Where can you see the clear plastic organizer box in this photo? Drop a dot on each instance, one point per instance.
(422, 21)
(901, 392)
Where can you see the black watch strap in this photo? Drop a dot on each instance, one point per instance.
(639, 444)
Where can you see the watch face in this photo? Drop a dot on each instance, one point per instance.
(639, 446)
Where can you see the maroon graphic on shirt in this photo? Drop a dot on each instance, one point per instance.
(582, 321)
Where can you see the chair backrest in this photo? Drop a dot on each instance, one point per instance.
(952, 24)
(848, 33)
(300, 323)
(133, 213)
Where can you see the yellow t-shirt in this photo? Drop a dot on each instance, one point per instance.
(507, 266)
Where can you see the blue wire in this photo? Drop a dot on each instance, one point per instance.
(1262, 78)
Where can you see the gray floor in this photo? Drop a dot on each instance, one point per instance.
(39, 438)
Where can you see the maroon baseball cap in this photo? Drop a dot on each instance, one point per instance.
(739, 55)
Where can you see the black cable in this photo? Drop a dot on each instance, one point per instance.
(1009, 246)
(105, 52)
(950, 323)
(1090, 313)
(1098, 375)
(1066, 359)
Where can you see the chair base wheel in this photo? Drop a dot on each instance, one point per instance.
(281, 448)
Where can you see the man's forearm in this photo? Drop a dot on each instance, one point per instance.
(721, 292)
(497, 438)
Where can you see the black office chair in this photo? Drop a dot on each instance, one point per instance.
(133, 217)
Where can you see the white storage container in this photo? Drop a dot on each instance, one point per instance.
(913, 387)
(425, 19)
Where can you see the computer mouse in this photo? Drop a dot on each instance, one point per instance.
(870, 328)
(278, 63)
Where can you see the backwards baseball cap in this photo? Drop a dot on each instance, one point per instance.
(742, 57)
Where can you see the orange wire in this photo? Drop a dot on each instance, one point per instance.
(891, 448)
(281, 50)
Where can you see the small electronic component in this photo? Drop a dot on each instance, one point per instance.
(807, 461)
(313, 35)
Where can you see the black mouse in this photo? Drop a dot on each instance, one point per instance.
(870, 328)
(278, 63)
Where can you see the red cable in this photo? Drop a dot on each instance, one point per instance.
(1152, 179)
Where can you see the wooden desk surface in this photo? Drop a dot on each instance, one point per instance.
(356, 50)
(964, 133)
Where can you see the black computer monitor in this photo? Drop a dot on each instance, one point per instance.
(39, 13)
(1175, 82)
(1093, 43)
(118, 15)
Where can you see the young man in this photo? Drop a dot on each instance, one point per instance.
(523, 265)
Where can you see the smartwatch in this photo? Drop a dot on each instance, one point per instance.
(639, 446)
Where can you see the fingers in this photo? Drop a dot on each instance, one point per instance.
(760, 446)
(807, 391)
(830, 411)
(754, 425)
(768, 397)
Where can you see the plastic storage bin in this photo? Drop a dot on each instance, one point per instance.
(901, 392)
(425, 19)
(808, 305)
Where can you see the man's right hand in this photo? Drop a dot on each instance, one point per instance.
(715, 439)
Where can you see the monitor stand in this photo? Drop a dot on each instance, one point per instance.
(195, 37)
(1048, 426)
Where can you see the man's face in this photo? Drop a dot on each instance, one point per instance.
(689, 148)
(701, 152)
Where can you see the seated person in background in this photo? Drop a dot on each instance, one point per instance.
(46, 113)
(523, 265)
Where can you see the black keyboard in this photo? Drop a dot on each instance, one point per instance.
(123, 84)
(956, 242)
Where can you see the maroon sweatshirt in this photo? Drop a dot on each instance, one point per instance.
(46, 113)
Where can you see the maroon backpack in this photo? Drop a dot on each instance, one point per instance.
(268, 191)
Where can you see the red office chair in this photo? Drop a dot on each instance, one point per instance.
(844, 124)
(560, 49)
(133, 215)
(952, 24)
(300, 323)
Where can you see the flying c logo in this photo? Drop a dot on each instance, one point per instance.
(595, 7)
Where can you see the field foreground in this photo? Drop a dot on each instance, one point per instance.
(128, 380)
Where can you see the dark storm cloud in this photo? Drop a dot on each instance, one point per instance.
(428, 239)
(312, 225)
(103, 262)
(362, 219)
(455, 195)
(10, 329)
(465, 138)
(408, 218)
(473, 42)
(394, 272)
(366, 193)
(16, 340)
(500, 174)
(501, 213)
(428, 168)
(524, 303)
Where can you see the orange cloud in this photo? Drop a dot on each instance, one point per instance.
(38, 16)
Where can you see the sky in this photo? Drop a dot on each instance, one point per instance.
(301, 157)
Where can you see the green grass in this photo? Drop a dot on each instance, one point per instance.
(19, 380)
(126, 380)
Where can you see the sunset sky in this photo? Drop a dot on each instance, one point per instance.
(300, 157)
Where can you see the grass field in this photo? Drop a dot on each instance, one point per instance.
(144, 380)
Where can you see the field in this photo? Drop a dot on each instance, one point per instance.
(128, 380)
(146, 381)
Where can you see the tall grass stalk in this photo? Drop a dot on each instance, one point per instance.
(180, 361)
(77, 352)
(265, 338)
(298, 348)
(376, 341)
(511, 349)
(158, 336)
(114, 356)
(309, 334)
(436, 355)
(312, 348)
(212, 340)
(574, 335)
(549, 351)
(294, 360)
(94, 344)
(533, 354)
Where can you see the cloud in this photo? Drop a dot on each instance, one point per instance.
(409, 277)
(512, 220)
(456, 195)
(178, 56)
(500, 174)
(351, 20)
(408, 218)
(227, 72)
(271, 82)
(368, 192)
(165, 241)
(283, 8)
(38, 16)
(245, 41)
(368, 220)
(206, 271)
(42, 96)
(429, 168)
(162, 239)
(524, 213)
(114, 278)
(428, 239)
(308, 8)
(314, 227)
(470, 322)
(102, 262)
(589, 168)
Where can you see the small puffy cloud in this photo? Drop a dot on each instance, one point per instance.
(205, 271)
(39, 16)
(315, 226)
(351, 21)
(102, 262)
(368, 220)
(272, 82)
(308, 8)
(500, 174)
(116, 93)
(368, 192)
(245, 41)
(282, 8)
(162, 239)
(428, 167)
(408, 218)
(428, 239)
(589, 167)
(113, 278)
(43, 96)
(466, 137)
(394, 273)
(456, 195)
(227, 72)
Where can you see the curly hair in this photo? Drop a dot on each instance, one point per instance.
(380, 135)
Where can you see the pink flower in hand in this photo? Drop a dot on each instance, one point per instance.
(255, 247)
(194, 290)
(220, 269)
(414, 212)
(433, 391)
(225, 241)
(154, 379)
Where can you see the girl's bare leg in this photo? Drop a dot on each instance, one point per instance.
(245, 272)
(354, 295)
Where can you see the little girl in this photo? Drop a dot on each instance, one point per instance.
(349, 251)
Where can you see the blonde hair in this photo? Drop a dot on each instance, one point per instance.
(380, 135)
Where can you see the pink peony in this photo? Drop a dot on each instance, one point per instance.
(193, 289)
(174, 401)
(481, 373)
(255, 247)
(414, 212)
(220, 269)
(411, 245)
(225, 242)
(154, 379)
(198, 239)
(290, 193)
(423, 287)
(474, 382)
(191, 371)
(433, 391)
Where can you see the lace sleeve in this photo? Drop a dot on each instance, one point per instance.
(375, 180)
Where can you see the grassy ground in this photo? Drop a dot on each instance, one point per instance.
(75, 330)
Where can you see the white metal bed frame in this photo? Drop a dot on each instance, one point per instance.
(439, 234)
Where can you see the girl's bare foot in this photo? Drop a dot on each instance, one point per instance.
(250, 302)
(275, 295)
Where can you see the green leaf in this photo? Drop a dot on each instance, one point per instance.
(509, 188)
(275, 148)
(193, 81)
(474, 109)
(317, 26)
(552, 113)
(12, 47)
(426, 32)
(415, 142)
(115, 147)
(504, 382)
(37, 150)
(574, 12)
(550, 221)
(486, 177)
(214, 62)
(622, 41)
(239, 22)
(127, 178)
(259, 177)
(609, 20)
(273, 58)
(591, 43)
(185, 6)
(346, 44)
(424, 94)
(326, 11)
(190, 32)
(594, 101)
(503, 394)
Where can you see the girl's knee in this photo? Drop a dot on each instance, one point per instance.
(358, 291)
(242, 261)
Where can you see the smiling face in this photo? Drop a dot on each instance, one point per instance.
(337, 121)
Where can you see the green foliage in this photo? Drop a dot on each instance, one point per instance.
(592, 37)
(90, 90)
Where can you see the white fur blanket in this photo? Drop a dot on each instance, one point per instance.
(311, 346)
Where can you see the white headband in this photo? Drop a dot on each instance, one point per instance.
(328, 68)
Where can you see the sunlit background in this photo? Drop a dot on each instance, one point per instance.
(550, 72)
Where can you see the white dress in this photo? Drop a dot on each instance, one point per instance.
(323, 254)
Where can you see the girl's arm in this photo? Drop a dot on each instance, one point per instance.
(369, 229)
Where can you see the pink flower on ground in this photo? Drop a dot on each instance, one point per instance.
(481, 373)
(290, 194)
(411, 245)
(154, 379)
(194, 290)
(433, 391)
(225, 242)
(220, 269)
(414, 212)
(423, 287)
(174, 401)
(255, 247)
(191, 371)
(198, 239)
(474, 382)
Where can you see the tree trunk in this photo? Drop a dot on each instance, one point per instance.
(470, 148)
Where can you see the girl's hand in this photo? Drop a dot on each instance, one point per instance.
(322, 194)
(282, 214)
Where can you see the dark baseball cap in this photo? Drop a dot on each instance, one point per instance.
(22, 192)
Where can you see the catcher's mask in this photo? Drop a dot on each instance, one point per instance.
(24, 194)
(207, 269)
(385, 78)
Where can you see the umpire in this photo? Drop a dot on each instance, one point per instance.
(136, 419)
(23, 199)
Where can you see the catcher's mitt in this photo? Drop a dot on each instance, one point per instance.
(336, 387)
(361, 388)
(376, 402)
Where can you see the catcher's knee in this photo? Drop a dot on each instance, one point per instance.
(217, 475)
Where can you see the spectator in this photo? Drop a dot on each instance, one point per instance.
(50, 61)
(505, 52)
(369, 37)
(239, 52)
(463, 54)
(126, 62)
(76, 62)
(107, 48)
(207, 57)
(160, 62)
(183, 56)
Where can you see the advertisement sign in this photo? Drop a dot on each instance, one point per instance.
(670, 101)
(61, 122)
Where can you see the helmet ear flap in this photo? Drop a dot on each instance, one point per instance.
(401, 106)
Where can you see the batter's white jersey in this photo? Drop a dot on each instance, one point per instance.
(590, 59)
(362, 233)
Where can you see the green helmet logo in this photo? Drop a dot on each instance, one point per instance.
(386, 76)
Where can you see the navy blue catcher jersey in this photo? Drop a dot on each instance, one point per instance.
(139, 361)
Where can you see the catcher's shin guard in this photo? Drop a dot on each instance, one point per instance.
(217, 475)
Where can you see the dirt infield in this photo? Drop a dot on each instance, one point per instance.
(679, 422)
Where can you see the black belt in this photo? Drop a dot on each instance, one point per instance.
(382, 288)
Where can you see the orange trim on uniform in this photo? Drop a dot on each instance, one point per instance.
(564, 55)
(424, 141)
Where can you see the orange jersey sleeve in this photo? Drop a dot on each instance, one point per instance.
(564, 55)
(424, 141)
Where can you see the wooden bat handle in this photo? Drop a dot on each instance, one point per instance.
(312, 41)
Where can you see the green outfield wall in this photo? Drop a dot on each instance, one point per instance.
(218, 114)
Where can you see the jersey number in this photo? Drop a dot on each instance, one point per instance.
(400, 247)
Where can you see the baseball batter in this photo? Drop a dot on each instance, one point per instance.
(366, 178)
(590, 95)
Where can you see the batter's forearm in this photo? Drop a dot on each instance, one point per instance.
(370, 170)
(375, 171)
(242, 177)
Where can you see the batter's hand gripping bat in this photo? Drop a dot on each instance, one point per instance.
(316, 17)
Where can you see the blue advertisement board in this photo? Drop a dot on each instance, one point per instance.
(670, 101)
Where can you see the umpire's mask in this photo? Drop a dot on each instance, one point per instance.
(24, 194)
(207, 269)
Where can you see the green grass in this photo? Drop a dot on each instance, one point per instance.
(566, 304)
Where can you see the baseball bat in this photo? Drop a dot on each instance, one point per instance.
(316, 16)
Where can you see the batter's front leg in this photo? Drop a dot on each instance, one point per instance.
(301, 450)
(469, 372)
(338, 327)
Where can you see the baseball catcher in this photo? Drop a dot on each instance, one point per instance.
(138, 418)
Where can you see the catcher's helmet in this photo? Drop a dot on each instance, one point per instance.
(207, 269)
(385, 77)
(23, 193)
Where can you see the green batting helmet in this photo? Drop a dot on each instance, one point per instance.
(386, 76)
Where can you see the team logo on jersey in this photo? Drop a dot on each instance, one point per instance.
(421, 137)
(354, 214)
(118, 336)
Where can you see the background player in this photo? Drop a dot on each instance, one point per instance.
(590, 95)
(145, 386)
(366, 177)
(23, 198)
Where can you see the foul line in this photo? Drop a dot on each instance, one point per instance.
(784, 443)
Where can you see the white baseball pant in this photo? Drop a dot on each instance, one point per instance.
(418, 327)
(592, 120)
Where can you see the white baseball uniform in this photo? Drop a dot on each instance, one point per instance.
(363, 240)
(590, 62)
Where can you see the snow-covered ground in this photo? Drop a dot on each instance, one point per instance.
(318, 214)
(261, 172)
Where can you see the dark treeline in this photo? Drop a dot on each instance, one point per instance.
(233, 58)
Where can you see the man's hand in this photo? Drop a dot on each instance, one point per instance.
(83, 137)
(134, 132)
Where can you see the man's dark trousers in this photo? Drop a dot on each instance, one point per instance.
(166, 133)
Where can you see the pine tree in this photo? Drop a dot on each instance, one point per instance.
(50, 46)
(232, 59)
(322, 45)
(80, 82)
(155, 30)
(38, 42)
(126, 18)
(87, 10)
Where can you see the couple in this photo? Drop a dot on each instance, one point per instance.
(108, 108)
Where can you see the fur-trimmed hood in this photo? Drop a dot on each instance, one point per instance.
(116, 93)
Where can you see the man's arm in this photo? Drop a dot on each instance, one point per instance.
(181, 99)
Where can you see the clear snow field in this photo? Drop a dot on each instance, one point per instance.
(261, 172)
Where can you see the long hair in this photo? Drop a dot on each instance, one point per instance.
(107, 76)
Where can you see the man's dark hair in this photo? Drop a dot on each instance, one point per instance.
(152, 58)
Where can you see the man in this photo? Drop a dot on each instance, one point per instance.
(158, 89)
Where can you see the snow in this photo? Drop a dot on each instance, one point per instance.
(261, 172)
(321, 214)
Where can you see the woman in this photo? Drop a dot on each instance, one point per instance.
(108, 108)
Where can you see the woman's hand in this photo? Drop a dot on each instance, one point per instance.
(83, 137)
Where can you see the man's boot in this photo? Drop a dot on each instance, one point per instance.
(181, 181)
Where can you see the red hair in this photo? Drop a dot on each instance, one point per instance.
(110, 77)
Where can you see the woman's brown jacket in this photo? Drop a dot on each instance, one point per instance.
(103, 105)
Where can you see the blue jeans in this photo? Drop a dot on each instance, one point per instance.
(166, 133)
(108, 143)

- - -

Return the lines from the line containing "Where can you see the snow in" to the end of the entries above, exactly as they appear and with no other output.

SOLUTION TO THE PROBLEM:
Where can you see the snow in this photo? Drop a dot on each instance, one point per instance.
(261, 172)
(321, 214)
Where can you see the woman in this photo? Drop a dot on each instance, one point per instance.
(108, 108)
Where can you see the woman's hand in this photo? Drop a dot on each instance, one point per instance.
(83, 137)
Where can you see the man's boot in this photo? Drop a dot on each instance, one point per instance.
(181, 181)
Where can you see the red hair in this photo? Drop a dot on each instance, one point per instance.
(110, 77)
Where can you see the woman's brown jacket in this photo? Drop a dot on each instance, one point per instance.
(103, 105)
Where can you see the blue jeans in this photo? Drop a dot on each instance, one point per instance.
(166, 133)
(108, 143)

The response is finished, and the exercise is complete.